→ The problem
Give only the lines from the one containing "Target: building facade" through the end of the material below, exactly as written.

--- START OF Record list ---

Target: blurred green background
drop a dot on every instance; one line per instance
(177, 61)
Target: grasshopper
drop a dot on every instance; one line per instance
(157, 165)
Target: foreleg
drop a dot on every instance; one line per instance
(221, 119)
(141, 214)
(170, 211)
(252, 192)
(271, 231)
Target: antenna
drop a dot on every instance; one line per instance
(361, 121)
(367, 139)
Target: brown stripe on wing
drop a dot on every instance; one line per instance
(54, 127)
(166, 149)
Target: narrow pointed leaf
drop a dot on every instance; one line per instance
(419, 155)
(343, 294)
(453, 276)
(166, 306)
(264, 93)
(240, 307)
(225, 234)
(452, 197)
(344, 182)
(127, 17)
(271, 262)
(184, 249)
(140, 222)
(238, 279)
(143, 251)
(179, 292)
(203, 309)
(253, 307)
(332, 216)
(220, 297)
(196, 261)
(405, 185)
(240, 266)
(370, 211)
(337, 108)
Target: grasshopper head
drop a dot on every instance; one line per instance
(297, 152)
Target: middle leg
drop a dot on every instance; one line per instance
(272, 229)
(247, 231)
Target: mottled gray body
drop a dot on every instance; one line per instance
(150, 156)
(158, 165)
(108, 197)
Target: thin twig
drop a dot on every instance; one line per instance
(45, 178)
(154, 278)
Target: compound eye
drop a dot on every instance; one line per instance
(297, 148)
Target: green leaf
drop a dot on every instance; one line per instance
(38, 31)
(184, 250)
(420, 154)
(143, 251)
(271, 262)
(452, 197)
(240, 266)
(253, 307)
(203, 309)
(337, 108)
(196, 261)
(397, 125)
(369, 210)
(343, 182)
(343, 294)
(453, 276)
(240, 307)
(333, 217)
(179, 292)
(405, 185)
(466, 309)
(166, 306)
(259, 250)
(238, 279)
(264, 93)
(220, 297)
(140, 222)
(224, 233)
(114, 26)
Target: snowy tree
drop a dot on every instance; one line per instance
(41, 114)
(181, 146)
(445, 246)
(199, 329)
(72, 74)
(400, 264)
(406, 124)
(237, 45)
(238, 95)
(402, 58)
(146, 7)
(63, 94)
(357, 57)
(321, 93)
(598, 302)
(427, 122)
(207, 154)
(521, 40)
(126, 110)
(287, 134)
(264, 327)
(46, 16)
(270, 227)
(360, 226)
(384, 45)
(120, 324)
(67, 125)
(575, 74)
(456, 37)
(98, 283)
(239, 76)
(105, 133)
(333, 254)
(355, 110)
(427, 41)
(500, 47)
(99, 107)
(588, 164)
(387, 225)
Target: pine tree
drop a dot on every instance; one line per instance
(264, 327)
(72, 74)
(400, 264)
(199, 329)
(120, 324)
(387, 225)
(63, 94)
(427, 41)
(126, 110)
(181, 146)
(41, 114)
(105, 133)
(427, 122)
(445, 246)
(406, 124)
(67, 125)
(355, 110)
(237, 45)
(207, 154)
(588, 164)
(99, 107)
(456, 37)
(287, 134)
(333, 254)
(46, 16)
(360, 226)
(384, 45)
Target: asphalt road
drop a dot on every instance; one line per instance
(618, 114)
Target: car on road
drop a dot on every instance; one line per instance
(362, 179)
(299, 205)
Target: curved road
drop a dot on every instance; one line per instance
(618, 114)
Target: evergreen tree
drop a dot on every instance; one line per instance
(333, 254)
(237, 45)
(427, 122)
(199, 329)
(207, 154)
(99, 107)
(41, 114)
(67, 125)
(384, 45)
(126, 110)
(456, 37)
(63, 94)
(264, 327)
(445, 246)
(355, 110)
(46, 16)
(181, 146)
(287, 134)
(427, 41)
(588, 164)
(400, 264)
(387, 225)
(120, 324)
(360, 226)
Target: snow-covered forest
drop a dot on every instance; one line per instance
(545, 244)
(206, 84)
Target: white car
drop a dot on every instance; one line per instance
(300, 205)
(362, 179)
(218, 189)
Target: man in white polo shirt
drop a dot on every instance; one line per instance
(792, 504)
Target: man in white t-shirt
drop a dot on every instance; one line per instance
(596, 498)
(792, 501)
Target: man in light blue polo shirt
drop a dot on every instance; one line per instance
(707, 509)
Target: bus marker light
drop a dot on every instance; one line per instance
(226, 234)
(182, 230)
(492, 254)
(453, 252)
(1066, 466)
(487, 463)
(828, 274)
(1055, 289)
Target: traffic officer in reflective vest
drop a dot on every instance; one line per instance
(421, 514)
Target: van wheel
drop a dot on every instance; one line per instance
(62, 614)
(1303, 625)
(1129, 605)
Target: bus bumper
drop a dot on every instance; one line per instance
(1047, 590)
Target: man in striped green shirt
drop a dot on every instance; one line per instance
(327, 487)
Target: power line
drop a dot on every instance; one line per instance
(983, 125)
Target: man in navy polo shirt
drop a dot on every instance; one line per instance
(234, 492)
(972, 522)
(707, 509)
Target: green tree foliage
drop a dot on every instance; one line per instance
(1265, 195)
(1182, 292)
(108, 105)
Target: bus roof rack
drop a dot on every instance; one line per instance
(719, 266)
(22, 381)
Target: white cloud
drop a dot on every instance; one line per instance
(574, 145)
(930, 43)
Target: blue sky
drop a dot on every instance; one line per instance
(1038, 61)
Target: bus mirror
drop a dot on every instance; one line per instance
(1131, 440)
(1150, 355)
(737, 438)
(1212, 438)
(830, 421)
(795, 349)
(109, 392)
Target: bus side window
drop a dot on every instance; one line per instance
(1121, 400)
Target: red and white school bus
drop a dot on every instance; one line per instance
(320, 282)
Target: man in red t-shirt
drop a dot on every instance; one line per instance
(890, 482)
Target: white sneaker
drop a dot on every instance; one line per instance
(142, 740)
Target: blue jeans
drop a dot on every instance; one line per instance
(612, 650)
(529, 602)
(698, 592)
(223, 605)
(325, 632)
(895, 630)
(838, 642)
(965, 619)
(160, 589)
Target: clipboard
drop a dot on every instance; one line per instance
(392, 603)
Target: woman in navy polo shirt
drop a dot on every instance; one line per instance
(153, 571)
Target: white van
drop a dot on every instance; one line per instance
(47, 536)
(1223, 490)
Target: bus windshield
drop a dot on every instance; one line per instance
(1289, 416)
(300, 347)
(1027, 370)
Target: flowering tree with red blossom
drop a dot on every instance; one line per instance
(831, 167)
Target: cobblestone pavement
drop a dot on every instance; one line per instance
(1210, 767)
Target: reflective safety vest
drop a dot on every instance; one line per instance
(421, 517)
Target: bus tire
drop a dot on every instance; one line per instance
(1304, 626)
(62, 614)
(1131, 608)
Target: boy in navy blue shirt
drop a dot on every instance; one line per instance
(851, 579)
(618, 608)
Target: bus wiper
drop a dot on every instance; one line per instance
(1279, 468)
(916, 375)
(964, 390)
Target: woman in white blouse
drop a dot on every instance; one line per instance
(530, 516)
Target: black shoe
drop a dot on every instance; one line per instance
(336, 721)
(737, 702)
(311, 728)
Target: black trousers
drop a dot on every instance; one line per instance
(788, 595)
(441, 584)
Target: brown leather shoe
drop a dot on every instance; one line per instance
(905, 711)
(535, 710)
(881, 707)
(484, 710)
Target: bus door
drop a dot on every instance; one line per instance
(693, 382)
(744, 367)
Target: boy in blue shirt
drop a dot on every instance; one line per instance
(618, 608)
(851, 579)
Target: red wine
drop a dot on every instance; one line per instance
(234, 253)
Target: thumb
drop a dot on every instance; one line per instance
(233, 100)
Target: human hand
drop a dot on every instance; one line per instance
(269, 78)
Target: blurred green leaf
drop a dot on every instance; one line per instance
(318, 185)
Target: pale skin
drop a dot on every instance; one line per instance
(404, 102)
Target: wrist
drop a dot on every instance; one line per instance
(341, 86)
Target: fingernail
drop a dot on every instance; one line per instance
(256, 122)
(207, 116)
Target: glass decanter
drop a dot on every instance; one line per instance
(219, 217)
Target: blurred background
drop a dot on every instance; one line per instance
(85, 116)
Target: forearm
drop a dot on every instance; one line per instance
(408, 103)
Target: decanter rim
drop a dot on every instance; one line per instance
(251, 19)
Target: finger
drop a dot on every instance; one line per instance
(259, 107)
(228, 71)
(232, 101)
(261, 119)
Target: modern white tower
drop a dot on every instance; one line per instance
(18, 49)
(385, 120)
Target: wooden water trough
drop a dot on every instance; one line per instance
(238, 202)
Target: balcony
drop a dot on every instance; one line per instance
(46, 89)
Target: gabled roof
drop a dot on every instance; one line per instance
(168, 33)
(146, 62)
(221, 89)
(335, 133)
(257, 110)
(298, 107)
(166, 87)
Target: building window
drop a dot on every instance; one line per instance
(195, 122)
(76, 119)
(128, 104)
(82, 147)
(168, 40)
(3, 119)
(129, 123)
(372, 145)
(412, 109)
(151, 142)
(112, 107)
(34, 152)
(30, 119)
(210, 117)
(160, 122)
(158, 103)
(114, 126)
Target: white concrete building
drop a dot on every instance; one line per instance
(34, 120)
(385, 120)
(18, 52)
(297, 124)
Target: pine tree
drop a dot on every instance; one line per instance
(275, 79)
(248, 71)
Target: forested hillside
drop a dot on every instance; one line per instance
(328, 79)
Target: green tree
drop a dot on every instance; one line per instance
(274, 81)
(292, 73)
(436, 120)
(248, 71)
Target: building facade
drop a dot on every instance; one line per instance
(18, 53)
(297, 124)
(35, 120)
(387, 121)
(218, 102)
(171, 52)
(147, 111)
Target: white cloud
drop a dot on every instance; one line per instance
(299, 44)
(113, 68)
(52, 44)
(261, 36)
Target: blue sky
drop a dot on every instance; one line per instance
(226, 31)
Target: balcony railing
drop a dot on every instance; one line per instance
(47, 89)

--- END OF Record list ---

→ Solution to the problem
Target: building facade
drop a dot on every instance; one line per instance
(18, 53)
(297, 124)
(35, 120)
(387, 121)
(218, 102)
(171, 52)
(147, 111)
Target: white cloud
drop a dot on every instance; one line per instance
(299, 44)
(113, 68)
(52, 44)
(261, 36)
Target: blue sky
drop a dot on every instance; one line per instance
(226, 31)
Target: balcony railing
drop a dot on every instance; one line per instance
(47, 89)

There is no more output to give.